(Aim): In the passage below on license plate rationing and gas lines, what chance of being legally eligible to fill up does a driver with half a tank have when passing a station with a short line?

(Page):
______

What’s interesting is that even the policy of license plate rationing doesn’t reduce lines as much as one might initially suppose. Another blogger has given numerical illustrations, but here’s the intuition: In the absence of the license plate restrictions, people would have a natural tendency to smoothen the length of gas lines. For example, if someone has half a tank left, and on his way to work sees that the lines are all 3 hours long, he’ll probably keep driving and hope to fill up later in the week. But, if he sees a particular line that happens to only have 10 cars in it, he might pull off and get in that line, since the opportunity is too good to pass up.
This type of process would have naturally occurred in the absence of formal government restrictions on who could buy gas on a given day. It wouldn’t be perfect, of course, but there would be a natural tendency for the people lining up on any given day, being the ones who really needed gas then and couldn’t wait—with everybody else biding their time to fill up on a later day of the week.
But now if we introduce an arbitrary restriction on which cars are eligible to receive gas, this natural sorting process is upset. Now, if a guy with a half a tank of gas is driving past a station with a short line (perhaps it’s late at night), he only has a 50 percent chance of even being legally eligible to fill up.
On the other hand, if a couple know they need to go on a long road trip on Wednesday, without the license restrictions they could fill up either on Tuesday or Wednesday. If the lines were too long on Tuesday, they could wait and fill up Wednesday morning, before their trip.

______

(Provided data):
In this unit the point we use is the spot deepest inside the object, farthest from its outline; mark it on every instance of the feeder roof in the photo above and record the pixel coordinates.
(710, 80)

______

(Result): A 50 percent chance.